### [Work to be completed]
All of the data below needs to be set down once more, exactly as written.

· · · · ·

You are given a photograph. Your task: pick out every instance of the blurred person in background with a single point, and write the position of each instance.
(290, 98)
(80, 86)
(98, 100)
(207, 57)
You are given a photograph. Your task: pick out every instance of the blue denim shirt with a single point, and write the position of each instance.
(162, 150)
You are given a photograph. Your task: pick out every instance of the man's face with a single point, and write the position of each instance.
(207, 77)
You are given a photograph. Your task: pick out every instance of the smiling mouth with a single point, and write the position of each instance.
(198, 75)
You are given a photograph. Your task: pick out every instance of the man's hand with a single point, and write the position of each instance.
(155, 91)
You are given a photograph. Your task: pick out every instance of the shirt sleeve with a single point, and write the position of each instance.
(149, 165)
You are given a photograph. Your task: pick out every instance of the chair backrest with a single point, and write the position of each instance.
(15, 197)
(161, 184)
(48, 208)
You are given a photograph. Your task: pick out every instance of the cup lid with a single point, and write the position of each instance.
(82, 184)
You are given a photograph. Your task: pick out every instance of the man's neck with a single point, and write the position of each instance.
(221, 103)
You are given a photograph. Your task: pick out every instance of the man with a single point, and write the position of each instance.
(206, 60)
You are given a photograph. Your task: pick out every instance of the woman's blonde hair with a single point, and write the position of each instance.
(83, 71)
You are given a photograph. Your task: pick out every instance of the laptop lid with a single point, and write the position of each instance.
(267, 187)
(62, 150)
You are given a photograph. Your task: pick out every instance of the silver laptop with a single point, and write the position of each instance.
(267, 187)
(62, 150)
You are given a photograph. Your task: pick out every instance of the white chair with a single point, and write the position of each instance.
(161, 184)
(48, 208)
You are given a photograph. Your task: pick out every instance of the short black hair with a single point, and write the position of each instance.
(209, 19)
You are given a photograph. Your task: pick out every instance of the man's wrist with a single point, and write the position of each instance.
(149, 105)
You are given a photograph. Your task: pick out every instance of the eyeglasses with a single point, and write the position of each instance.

· · · · ·

### [Answer to this problem]
You are given a photograph. Your task: pick out every instance of the blurred person in background with a single point, and write the position of each instance.
(290, 98)
(80, 86)
(98, 100)
(207, 57)
You are given a photograph. Your task: pick out every instance of the blue denim shirt with a single point, and write the position of each instance.
(162, 150)
You are given a photograph. Your task: pick out every instance of the man's face with a single point, and write the position of each instance.
(207, 77)
You are given a photograph. Your task: pick out every instance of the smiling mouth with a single point, and write the position of each instance.
(198, 75)
You are given a photograph. Your task: pick out every instance of the man's hand with a single point, and write the position of each instance.
(155, 91)
You are given a photograph. Your task: pick out every instance of the shirt sleeve with a single point, and write the position of each instance.
(149, 165)
You are given a photograph. Your task: pick out every instance of the chair backrest with a single point, and write the position of each instance.
(15, 197)
(161, 184)
(48, 208)
You are given a photograph. Your task: pick out every instance of the cup lid with a single point, and write the position of each instance.
(82, 184)
You are given a photograph. Your task: pick out every instance of the man's neck with a single point, and write the position of each instance.
(221, 103)
You are given a photograph. Your task: pick out every instance of the man with a single point, and write the position of each instance.
(206, 60)
You are given a photograph. Your task: pick out every instance of the woman's blonde hair with a single point, and write the position of each instance.
(83, 71)
You are given a photograph. Your task: pick out every instance of the laptop lid with a single point, and write the position of each instance.
(267, 187)
(62, 150)
You are given a photograph. Your task: pick out every instance of the silver laptop with a single point, and write the position of each instance.
(267, 187)
(62, 150)
You are given a photograph. Your task: pick out every instance of the white chair with a single point, and write the position of each instance.
(161, 184)
(48, 208)
You are given a photograph. Your task: pick out every instance of the short black hair with a single point, and write the position of each instance.
(209, 19)
You are given a photograph. Your task: pick out every instance of the man's wrist with a single point, and write the position of each instance.
(149, 105)
You are given a photograph. Your task: pick out every instance of the eyeglasses with a single point, and write the position of each instance.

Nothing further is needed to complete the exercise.